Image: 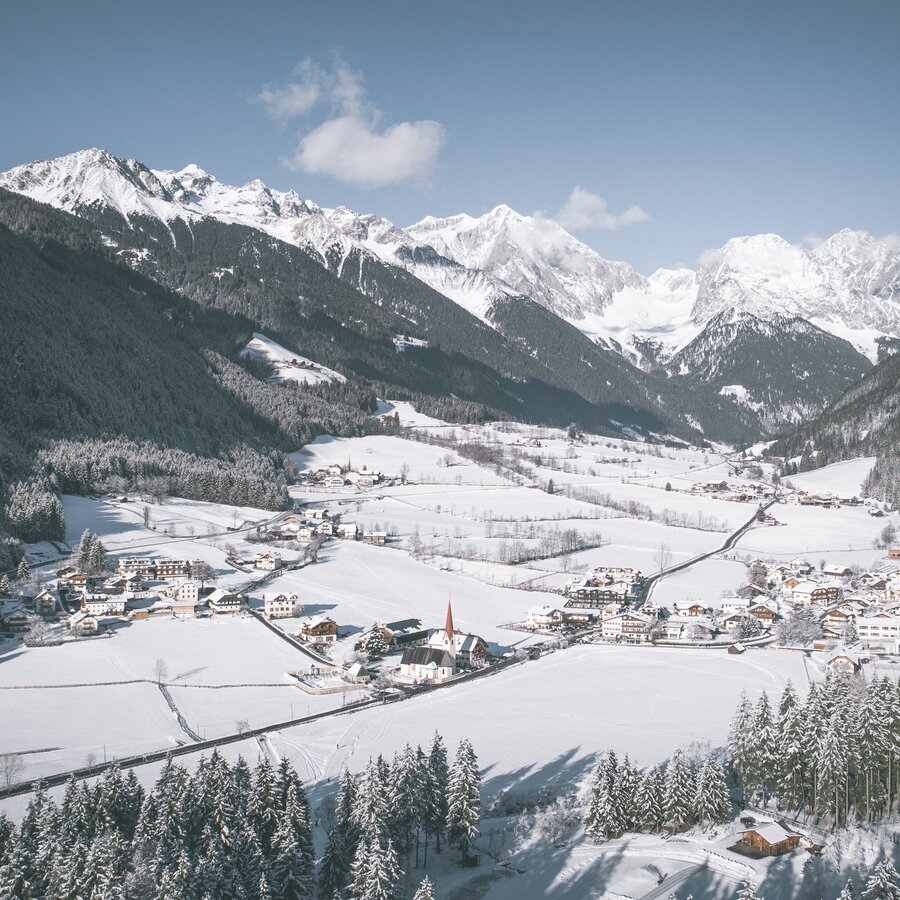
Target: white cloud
[254,59,446,187]
[554,186,650,231]
[288,115,445,187]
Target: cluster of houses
[348,603,488,684]
[691,480,776,503]
[298,460,405,490]
[563,566,644,610]
[10,557,250,635]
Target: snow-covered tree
[694,755,731,825]
[664,747,696,829]
[860,859,900,900]
[413,875,434,900]
[447,739,481,857]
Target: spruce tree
[447,738,481,859]
[664,747,695,831]
[413,875,434,900]
[694,755,731,825]
[860,859,900,900]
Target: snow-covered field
[241,333,347,384]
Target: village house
[206,588,241,614]
[172,600,197,619]
[357,619,429,650]
[525,606,566,628]
[400,647,456,684]
[155,559,191,581]
[856,613,900,653]
[69,612,100,634]
[426,603,487,669]
[263,594,303,619]
[0,606,34,634]
[741,822,800,856]
[81,591,125,616]
[297,616,337,644]
[825,647,862,675]
[34,588,59,616]
[116,556,156,578]
[600,613,654,644]
[253,551,282,572]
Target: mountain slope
[770,356,900,506]
[0,151,768,442]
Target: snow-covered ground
[787,456,875,497]
[241,332,347,384]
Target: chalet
[172,600,197,619]
[426,603,487,669]
[400,647,456,684]
[34,590,59,616]
[156,559,191,581]
[116,556,156,578]
[81,591,125,616]
[298,616,337,644]
[790,581,842,606]
[253,551,282,572]
[856,613,900,653]
[162,579,200,603]
[825,647,862,675]
[525,606,566,628]
[206,588,241,614]
[263,594,303,619]
[748,603,778,625]
[741,822,800,856]
[69,612,100,634]
[364,619,429,650]
[672,600,708,617]
[600,613,654,644]
[0,606,34,634]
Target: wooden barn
[741,822,800,856]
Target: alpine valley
[0,149,900,544]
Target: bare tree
[153,659,169,684]
[653,544,672,572]
[0,753,25,787]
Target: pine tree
[635,766,665,831]
[447,739,481,858]
[860,859,900,900]
[664,748,695,830]
[728,691,753,802]
[424,732,450,858]
[694,756,731,825]
[584,750,625,841]
[413,875,434,900]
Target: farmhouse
[263,594,303,619]
[206,588,241,614]
[69,612,100,634]
[400,647,456,684]
[600,613,653,643]
[298,616,337,644]
[253,551,282,572]
[741,822,800,856]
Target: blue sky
[0,0,900,273]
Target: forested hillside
[771,355,900,504]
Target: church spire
[444,600,453,641]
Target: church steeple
[444,600,453,641]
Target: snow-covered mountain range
[7,149,900,362]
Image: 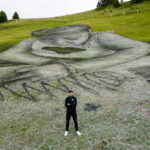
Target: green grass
[43,47,85,54]
[0,1,150,52]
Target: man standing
[64,90,81,136]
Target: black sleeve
[70,97,77,106]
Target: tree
[113,0,120,8]
[12,12,19,19]
[131,0,143,3]
[0,11,8,23]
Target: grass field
[0,0,150,52]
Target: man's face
[69,92,73,96]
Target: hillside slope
[0,1,150,52]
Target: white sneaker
[64,131,68,136]
[76,131,81,136]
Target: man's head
[68,90,73,96]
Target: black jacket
[65,96,77,111]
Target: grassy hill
[0,0,150,52]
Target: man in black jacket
[64,90,81,136]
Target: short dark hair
[68,90,73,93]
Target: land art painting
[0,25,150,102]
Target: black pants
[66,111,78,131]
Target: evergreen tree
[0,11,8,23]
[113,0,120,8]
[13,12,19,19]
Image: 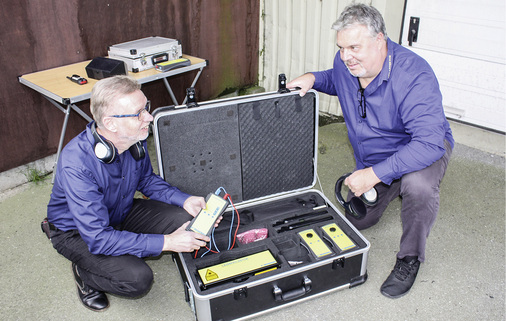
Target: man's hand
[286,72,315,97]
[344,167,381,197]
[163,222,210,252]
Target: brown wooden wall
[0,0,259,172]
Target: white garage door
[402,0,506,132]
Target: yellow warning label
[206,269,218,281]
[322,223,356,251]
[198,250,278,285]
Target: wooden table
[18,55,208,180]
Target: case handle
[273,276,312,302]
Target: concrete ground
[0,119,505,321]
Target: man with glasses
[47,76,209,311]
[287,4,454,298]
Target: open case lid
[153,90,318,203]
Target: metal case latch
[332,257,344,270]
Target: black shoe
[380,257,420,299]
[72,263,109,312]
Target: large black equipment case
[153,85,370,321]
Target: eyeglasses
[110,100,151,120]
[357,88,366,118]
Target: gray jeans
[346,140,452,262]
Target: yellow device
[186,193,228,236]
[322,223,356,252]
[299,229,332,258]
[198,250,278,286]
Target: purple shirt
[47,123,189,257]
[313,39,454,184]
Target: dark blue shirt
[47,123,189,257]
[313,39,454,184]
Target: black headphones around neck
[91,122,146,164]
[335,173,378,220]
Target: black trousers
[51,199,192,297]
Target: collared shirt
[313,39,454,184]
[47,123,189,257]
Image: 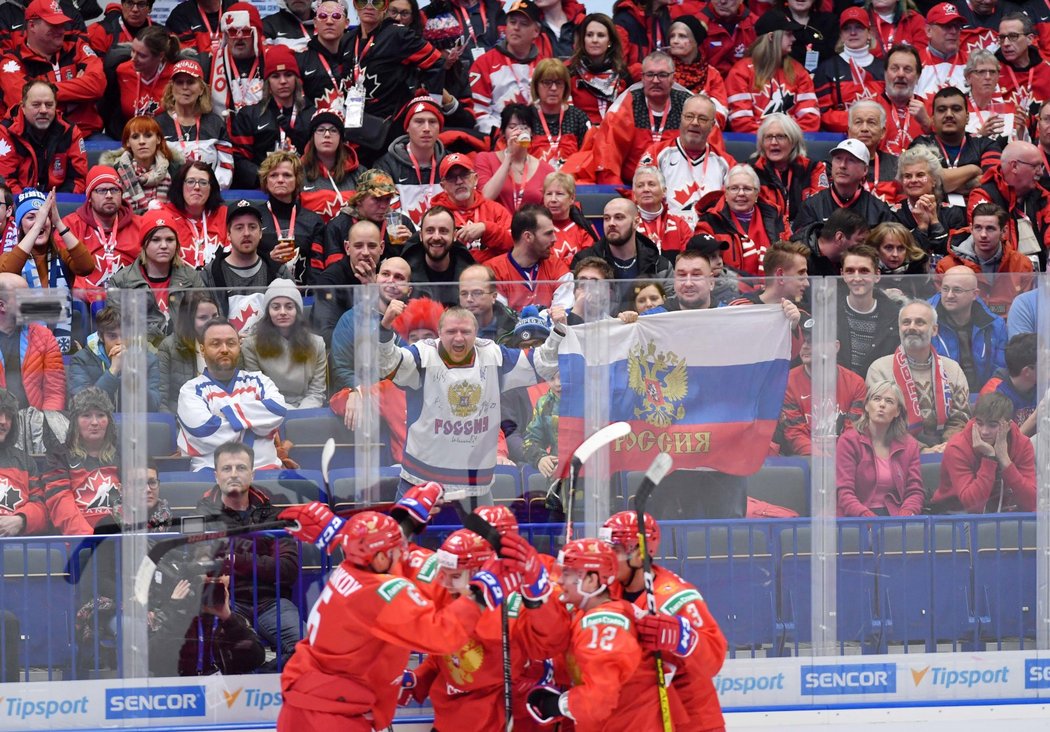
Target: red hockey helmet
[437,528,496,571]
[474,506,519,537]
[339,510,405,565]
[558,539,620,587]
[597,510,659,557]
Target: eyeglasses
[681,114,714,125]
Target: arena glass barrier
[0,277,1050,729]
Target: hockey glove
[470,563,506,610]
[500,532,551,602]
[277,501,347,549]
[391,481,445,534]
[637,614,700,658]
[525,686,565,725]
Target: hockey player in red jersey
[599,510,726,732]
[501,536,692,732]
[277,510,504,732]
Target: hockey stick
[563,422,631,544]
[634,453,674,732]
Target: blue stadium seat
[680,522,782,656]
[0,540,77,678]
[776,521,881,654]
[973,516,1035,649]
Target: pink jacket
[835,430,926,516]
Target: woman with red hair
[100,117,175,215]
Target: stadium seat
[973,516,1035,649]
[748,458,810,516]
[0,540,77,679]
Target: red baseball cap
[839,5,872,28]
[926,2,966,25]
[438,152,474,177]
[25,0,72,25]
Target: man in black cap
[201,201,294,334]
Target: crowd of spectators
[0,0,1050,546]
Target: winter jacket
[966,166,1050,270]
[572,233,674,314]
[836,285,901,378]
[0,417,47,536]
[0,107,87,195]
[696,191,791,276]
[0,323,66,412]
[835,430,926,516]
[726,57,820,132]
[431,191,513,264]
[791,188,896,234]
[779,365,867,455]
[240,331,328,410]
[66,333,161,412]
[229,99,314,189]
[755,155,828,222]
[937,236,1035,317]
[930,419,1035,514]
[0,34,106,135]
[106,259,204,346]
[196,485,299,620]
[929,294,1008,394]
[62,201,142,290]
[156,334,201,414]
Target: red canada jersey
[277,562,482,732]
[634,566,727,732]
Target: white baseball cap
[832,138,872,165]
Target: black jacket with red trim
[0,107,87,195]
[348,18,445,118]
[228,99,314,189]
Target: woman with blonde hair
[726,11,820,132]
[835,381,926,517]
[864,222,933,299]
[99,117,182,215]
[156,59,233,190]
[894,145,967,255]
[529,59,590,170]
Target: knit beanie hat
[15,188,47,231]
[69,386,113,423]
[263,277,302,315]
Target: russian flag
[558,306,791,476]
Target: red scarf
[894,347,951,435]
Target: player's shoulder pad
[659,587,704,615]
[416,555,439,585]
[376,577,412,603]
[580,610,631,630]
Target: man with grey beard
[866,300,970,453]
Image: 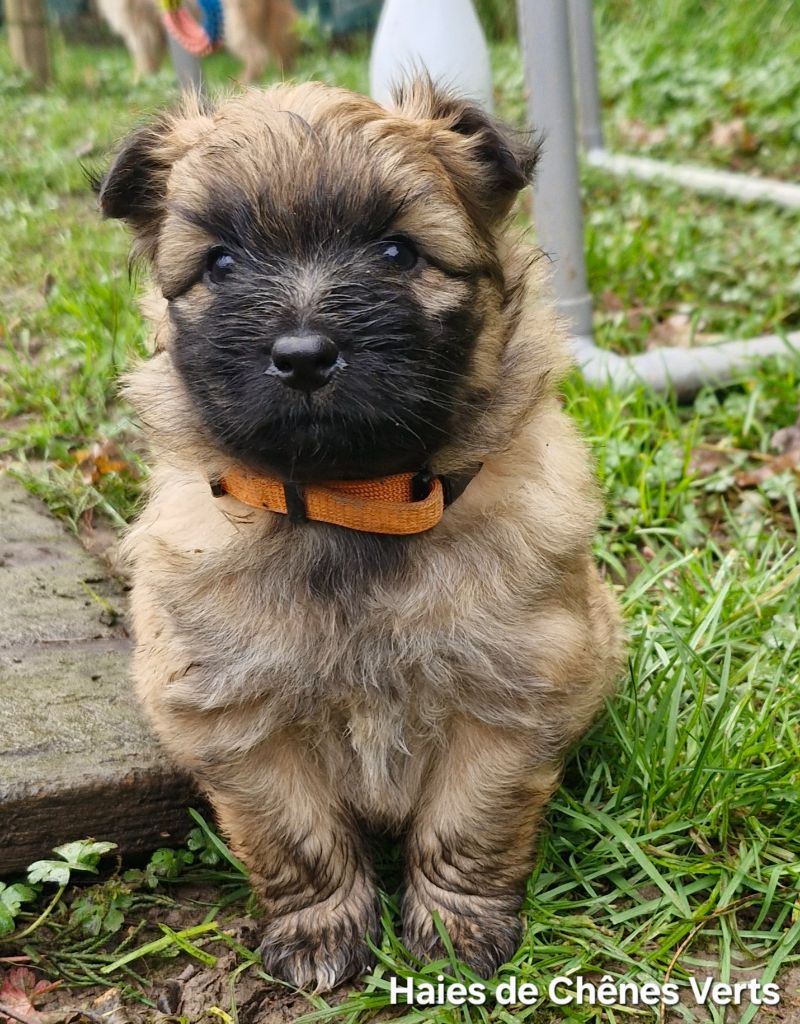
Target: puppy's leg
[403,722,559,977]
[264,0,297,74]
[210,737,380,991]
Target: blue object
[199,0,223,45]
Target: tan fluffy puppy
[100,80,621,989]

The exercise:
Rewrite the lines starting at the one that contains "Target: village house" and ending after the one that contains "[7,149,900,362]", changing "wooden barn" to "log barn" and leaving everything else as it is.

Response to the exercise:
Target: village house
[206,588,241,614]
[172,600,197,619]
[357,619,429,650]
[525,606,566,628]
[400,647,456,684]
[155,559,191,581]
[856,613,900,653]
[69,612,100,634]
[426,603,487,669]
[263,594,303,619]
[0,606,34,634]
[741,822,800,856]
[81,591,125,616]
[297,616,337,644]
[825,647,862,675]
[34,588,59,616]
[116,556,156,578]
[600,613,654,644]
[253,551,282,572]
Target: mountain slope
[770,356,900,506]
[0,151,768,442]
Target: snow-covered ground
[787,456,875,497]
[241,332,347,384]
Target: chalet
[172,600,197,619]
[426,603,487,669]
[400,647,456,684]
[34,590,59,616]
[156,559,191,581]
[116,556,156,578]
[81,591,125,616]
[298,616,337,644]
[790,581,842,606]
[253,551,282,572]
[856,613,900,653]
[162,579,200,603]
[825,647,862,675]
[525,606,566,628]
[206,588,241,614]
[263,594,303,619]
[748,603,778,625]
[741,822,800,856]
[69,612,100,634]
[364,619,429,650]
[672,600,708,617]
[600,613,654,644]
[0,606,34,634]
Target: log barn
[741,822,800,856]
Target: alpine valley
[0,149,900,544]
Target: bare tree
[153,659,169,684]
[653,544,672,572]
[0,753,25,787]
Target: pine tree
[635,766,665,831]
[447,739,481,858]
[860,859,900,900]
[664,748,695,830]
[728,691,753,802]
[424,732,450,858]
[694,756,731,825]
[584,750,625,841]
[413,875,434,900]
Target: farmhouse
[263,594,303,619]
[206,588,241,614]
[69,612,100,634]
[400,647,456,684]
[600,613,653,643]
[298,616,337,644]
[253,551,282,572]
[741,822,800,856]
Target: blue sky
[0,0,900,273]
Target: forested hillside
[771,355,900,504]
Target: church spire
[444,600,453,641]
Target: church steeple
[444,600,453,641]
Target: snow-covered mountain range
[7,149,900,362]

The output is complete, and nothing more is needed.